## TASK ITEM
Print out the data exactly, keeping every image out of it.

## SUPPLIED MATERIAL
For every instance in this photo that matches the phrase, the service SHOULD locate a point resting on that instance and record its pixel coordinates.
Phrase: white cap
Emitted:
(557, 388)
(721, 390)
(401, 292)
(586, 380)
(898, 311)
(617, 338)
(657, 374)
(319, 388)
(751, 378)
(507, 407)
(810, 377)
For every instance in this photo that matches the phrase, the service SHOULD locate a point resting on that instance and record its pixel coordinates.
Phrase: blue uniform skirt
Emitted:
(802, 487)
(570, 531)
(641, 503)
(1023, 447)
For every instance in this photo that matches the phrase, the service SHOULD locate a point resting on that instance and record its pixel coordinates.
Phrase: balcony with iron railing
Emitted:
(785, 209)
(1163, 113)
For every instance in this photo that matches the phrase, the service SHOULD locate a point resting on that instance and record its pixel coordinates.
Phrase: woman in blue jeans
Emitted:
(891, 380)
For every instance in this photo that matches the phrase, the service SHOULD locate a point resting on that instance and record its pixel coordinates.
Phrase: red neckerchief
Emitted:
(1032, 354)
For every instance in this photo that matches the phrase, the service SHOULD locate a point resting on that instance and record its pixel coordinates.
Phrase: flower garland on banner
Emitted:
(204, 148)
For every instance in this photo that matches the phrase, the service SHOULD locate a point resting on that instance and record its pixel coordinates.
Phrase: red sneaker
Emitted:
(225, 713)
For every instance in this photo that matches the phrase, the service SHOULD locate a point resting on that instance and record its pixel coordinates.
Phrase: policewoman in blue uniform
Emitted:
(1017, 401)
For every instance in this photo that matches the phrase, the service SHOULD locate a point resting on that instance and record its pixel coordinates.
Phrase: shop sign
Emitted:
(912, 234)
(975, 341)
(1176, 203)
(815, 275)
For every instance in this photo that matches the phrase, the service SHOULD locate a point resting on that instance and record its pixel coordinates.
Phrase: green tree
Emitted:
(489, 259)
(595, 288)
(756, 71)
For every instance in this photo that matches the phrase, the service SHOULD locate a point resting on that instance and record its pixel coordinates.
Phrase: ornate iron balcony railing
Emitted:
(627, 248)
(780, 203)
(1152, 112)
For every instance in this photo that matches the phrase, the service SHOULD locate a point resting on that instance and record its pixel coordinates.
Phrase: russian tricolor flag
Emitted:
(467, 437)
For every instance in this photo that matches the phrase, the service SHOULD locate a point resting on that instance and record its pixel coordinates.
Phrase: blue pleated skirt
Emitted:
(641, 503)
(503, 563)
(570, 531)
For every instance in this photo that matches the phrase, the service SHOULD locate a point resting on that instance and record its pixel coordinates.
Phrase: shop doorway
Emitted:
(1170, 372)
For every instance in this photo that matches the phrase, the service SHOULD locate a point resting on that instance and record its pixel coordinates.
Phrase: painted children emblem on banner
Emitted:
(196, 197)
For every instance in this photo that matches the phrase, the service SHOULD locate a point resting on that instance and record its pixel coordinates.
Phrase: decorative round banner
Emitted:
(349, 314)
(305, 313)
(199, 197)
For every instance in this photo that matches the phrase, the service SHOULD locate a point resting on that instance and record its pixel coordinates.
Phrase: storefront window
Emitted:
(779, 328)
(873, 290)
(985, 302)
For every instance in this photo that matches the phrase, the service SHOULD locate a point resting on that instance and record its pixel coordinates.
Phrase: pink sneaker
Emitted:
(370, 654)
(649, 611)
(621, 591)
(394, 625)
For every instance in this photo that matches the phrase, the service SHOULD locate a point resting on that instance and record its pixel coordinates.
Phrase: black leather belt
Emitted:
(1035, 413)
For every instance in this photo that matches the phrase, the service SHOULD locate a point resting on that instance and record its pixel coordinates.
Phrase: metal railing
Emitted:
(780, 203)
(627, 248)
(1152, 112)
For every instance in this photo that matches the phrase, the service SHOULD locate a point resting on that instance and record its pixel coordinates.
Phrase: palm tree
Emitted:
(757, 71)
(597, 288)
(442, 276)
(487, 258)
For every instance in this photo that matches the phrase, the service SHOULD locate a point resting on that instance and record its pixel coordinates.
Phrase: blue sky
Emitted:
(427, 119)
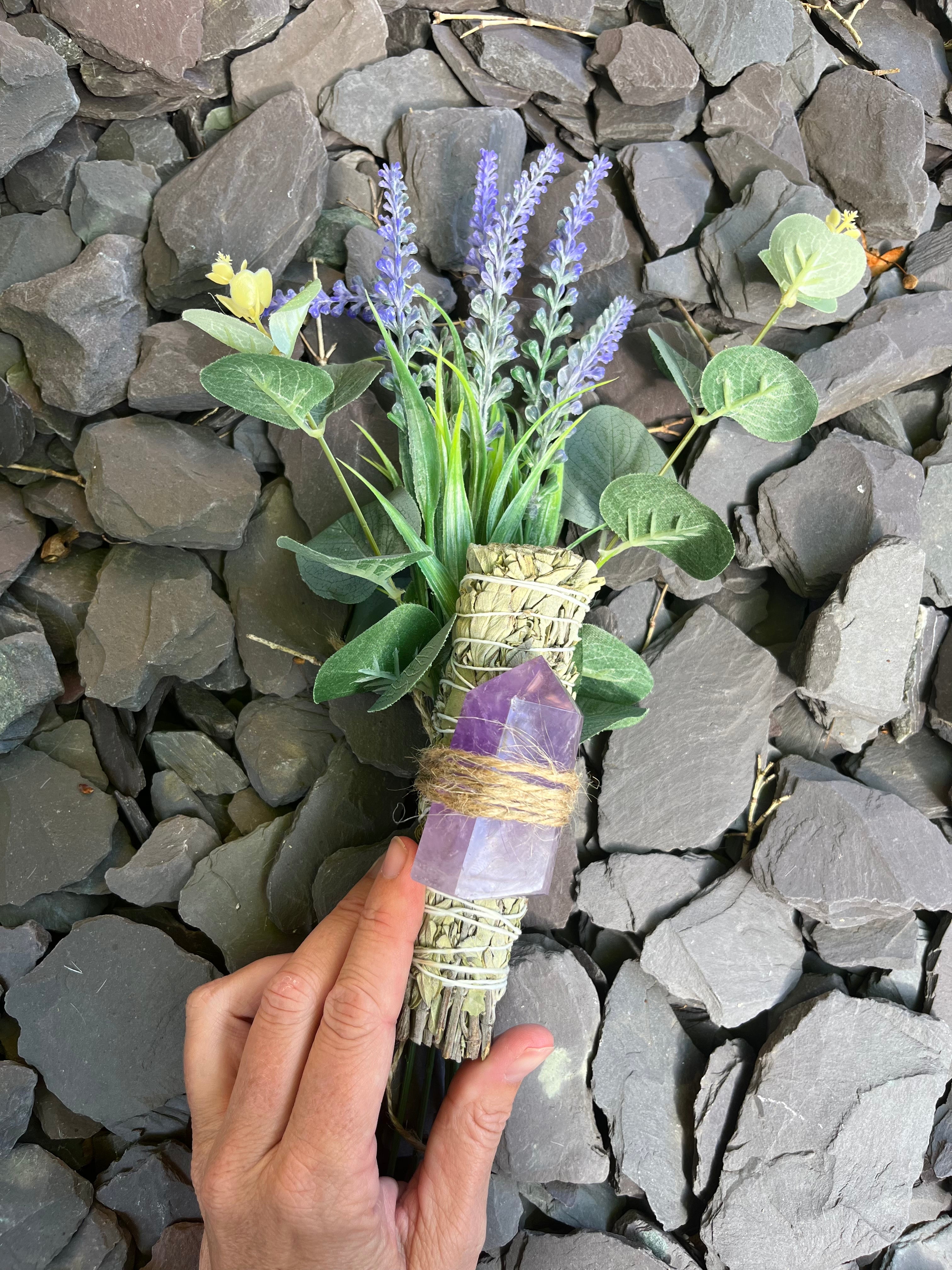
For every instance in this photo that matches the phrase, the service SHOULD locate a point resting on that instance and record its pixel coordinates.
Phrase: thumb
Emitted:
(454, 1179)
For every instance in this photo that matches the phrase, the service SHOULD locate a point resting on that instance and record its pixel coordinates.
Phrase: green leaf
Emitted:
(810, 262)
(648, 511)
(229, 331)
(275, 389)
(601, 716)
(381, 653)
(762, 389)
(686, 375)
(611, 671)
(607, 444)
(416, 671)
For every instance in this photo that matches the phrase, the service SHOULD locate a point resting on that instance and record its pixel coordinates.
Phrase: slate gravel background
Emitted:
(753, 1056)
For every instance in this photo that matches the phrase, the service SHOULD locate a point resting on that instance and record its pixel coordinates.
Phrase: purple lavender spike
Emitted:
(521, 716)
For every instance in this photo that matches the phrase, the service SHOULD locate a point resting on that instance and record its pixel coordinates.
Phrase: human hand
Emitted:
(286, 1067)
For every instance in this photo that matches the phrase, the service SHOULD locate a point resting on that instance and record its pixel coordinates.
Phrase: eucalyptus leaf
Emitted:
(379, 656)
(763, 390)
(611, 671)
(416, 671)
(276, 389)
(607, 444)
(648, 511)
(229, 331)
(809, 262)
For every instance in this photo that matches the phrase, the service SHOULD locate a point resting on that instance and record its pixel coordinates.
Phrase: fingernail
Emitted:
(394, 860)
(527, 1062)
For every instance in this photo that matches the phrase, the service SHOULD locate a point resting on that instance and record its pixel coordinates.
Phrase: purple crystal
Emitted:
(524, 716)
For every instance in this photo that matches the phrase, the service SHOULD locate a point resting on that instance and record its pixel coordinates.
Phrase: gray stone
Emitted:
(17, 1085)
(266, 180)
(59, 596)
(645, 1079)
(672, 186)
(154, 614)
(150, 141)
(112, 196)
(439, 152)
(729, 35)
(45, 181)
(730, 243)
(269, 600)
(117, 1053)
(552, 1131)
(164, 863)
(35, 246)
(285, 746)
(99, 1243)
(166, 484)
(365, 105)
(619, 125)
(21, 535)
(817, 519)
(875, 167)
(889, 859)
(225, 897)
(732, 949)
(36, 96)
(311, 53)
(852, 655)
(710, 709)
(173, 356)
(647, 65)
(150, 1188)
(852, 1085)
(637, 892)
(81, 326)
(44, 1203)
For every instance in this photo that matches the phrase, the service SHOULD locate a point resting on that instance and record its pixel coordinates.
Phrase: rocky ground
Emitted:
(753, 1047)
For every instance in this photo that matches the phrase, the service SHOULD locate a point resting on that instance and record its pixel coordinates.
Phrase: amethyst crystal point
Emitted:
(524, 716)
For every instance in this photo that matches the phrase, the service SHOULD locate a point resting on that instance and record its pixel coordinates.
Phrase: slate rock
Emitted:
(269, 600)
(889, 859)
(439, 152)
(552, 1132)
(889, 191)
(154, 614)
(817, 519)
(645, 1079)
(852, 1083)
(36, 96)
(59, 596)
(150, 1188)
(348, 807)
(851, 657)
(266, 178)
(81, 326)
(285, 746)
(35, 246)
(710, 708)
(151, 141)
(730, 35)
(637, 892)
(166, 484)
(310, 53)
(120, 1052)
(225, 897)
(672, 186)
(42, 1203)
(167, 379)
(647, 65)
(17, 1085)
(21, 535)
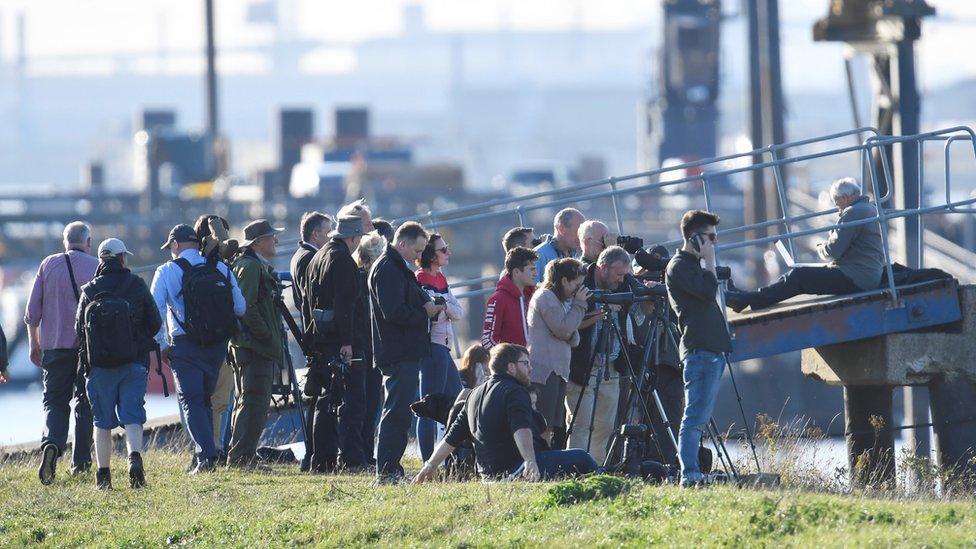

## RESULT OF THIS EXERCISE
For every instance in this photo that matches the phrase, the service SHOULD locate a point resting on that instance and record its pixel coordinates.
Phrase: white cap
Emitted:
(557, 388)
(721, 390)
(401, 292)
(586, 380)
(898, 311)
(617, 338)
(657, 374)
(319, 388)
(751, 378)
(507, 407)
(810, 377)
For every instance in this photo that matches the phrase, the service SHOULD locate a point resting on that instance and record its pixel coordinates.
Phrase: blue uniform skirt
Emitted:
(802, 487)
(570, 531)
(641, 503)
(1023, 447)
For every instance in this photo that matches the phrase, the service SHOULD locate a point resting on that instance and record its pixel coordinates.
Phrase: balcony with iron railing
Emitted:
(785, 209)
(1163, 113)
For every instance in this photo that matches the phrase, the service SHOULD locate a point resting on that instance and record its pixel coordinates.
Phrase: woman in blue jeans
Emitted:
(891, 380)
For every instance in this photo that matches the phrase, the service SHOULD locate a point resting on that instance and record its pixel coordinates.
Phrase: red neckerchief
Emitted:
(1032, 354)
For every instance in this photo that matches the phrase, the service SHOULD locate a point resting on that instance and record its pixel coordinates.
Phrase: flower garland on banner
Emitted:
(204, 148)
For every instance in this photo that matches the phrase, the service SHOULD locate a point resting on that instance and record its pixel coordinates.
Phrase: red sneaker
Emitted:
(225, 713)
For every instance in this photo that matches the phrase, the service SHOULD locate a point resting on that instance and record its pixel coordinates.
Phrase: policewoman in blue uniform
Emitted:
(1017, 401)
For every instance in this photo that matches the phrase, the service SHOULD locate a point resting on that instance and record its pixel coordinates.
Phrase: shop sign
Emitted:
(912, 234)
(975, 341)
(1176, 203)
(815, 275)
For every instance in this photo that matches the phrase, the service SHOULD locate a point resting on that instance and record its pixel coordinates.
Phrase: green tree
Emitted:
(489, 259)
(595, 288)
(756, 71)
For every instance in this photo that matches the phrase, the service SHOULD locate a point resting on that instance and record its pixel coordinates.
Phrase: ornate iron balcony railing
Emitted:
(627, 248)
(780, 203)
(1152, 112)
For every instance in this photo that matches the phrase, the service SHOULD locate a point resting on that instance and record its pixel coordinates.
Phrase: russian tricolor flag
Emitted:
(467, 437)
For every instance in this photo that matches the phrase, the service SHOULD locate a point resting on that instance and record its pixel coordinates.
Phrase: blue pleated skirt
Emitted:
(641, 503)
(503, 563)
(570, 531)
For every instance in this photo that matches the phrase, the service SHOULD locate a point resting on that instance and record its pixel coordinates.
Phrase: shop doorway
Emitted:
(1170, 372)
For every instance in this photo that matches the phrase, the service SHOULD locate a point resting on that instance and record its pixel coordinates.
Phrase: painted children emblem on banner
Emitted:
(196, 197)
For every instance in this photo that matches the phrase, the service SHOULD locate a point resting on that instance and record its pixel coordinates.
Phrase: decorative round banner
Emitted:
(349, 314)
(305, 313)
(199, 197)
For every instance in this photo that matches the phrase, the service SHOULD locate a point resting on that instance and record its pixel coordinates.
Phrase: storefront window
Emitted:
(779, 328)
(873, 290)
(985, 302)
For every instance in this photo that matches the phrase, the service SHOULD locate a point resting on that instance and record its pixel coordinates.
Phrase: pink sneaker
Emitted:
(370, 654)
(649, 611)
(621, 591)
(394, 625)
For every instance in this photo that matches the phrase, the service SHOULD locate a point resting on that instance and record its pixel coordinates.
Phrase: black leather belt
Emitted:
(1035, 413)
For every instance in this photo that matches the phrase, the service SHOULD locate a point resting on that instance and record its pixel coordinates.
Phrase: metal railing
Emitted:
(780, 203)
(627, 248)
(1152, 112)
For every instance in this photo that matches the phrase, the service SHOULD locate a point resting on that instance and record its pixel coordinates.
Phrase: palm tree
Emitted:
(757, 71)
(597, 288)
(442, 276)
(487, 258)
For every instance in this photo that matches the phrase, the service SHOULD locate a point resting on that instance and record its pixel coordinates.
Phrase: blue sky
Emitted:
(427, 119)
For every instance in this photo that matches the phrase, the service SHOULD locate a point resting on that instance and record its pixel coordinates.
Phrase: thumb
Emitted:
(454, 1179)
For every instance in this photo that matches the phrase, the service SHOULD locate a point resting on that instance and record its pixel coordinates.
Phrase: green leaf
Emitted:
(810, 262)
(648, 511)
(229, 331)
(275, 389)
(601, 716)
(381, 653)
(762, 389)
(686, 375)
(611, 671)
(607, 444)
(416, 671)
For every instance in this photo that matches the phrase, the service SHOULD locate a point resting on that instance and record its pixel coordinates.
Phrase: slate gravel background
Emitted:
(753, 1056)
For every instance in this photo that matches the phrase, the service SHOULD locate a point resting on that instance and record its pixel coordinates.
Phrase: purple lavender spike
Emitted:
(521, 716)
For every instance in this photo that matches the phrase, the service SHOULD locate a point resting on that instance and record its pixel coordinates.
Phrase: human hand
Emitted:
(286, 1067)
For every instance in this photo that matches the phrase, the service SHOULD locate a point resting on that instance and record its pixel coordinates.
Phrase: eucalyptus leaf
Emitted:
(379, 656)
(763, 390)
(611, 671)
(416, 671)
(276, 389)
(607, 444)
(648, 511)
(229, 331)
(809, 262)
For every instance in this photo that matches the phrase, the service SHOULD locate a point resting on that instance and record its pixel coordinates.
Phrase: fingernail
Emitted:
(394, 860)
(527, 1062)
For every instance in this photo that matches the phrase, the service SHOULD locate a point resting on that instance and record its pixel coordinates.
Phrase: purple crystal
Emitted:
(524, 716)
For every instance in this photo that matches the phrase, the service SHOULD locate a point resting on that instance and record its pixel coordinates.
Phrase: gray stone
Emitted:
(17, 1085)
(266, 180)
(59, 596)
(645, 1079)
(672, 186)
(154, 614)
(150, 141)
(112, 196)
(439, 152)
(729, 35)
(45, 181)
(730, 243)
(269, 600)
(117, 1053)
(552, 1131)
(164, 863)
(35, 246)
(285, 746)
(99, 1243)
(166, 484)
(365, 105)
(619, 125)
(21, 535)
(817, 519)
(875, 167)
(889, 859)
(225, 897)
(732, 949)
(36, 96)
(311, 53)
(852, 655)
(710, 709)
(173, 356)
(647, 65)
(150, 1188)
(852, 1085)
(637, 892)
(81, 326)
(44, 1203)
For every instance in this photo that matches the phrase, the service SHOULD locate a point resting on that instance and record its pixel coordinates.
Phrase: rocky ground
Emitted:
(753, 1047)
For every instance in this photo that matches the phrase, the service SHOULD locate a point resting on that instance and record its pixel coordinates.
Phrase: amethyst crystal point
Emitted:
(524, 716)
For every instance in this photo that matches the phrase, the service SHOULD locate a point resting on that instance and record its pixel coordinates.
Phrase: slate rock
Emitted:
(269, 600)
(889, 859)
(439, 152)
(552, 1132)
(889, 191)
(154, 614)
(817, 519)
(645, 1079)
(852, 1083)
(36, 96)
(59, 596)
(150, 1188)
(348, 807)
(851, 657)
(266, 178)
(81, 326)
(285, 746)
(35, 246)
(710, 708)
(151, 141)
(730, 35)
(637, 892)
(166, 484)
(310, 53)
(120, 1052)
(225, 897)
(672, 186)
(42, 1203)
(167, 379)
(647, 65)
(17, 1085)
(21, 535)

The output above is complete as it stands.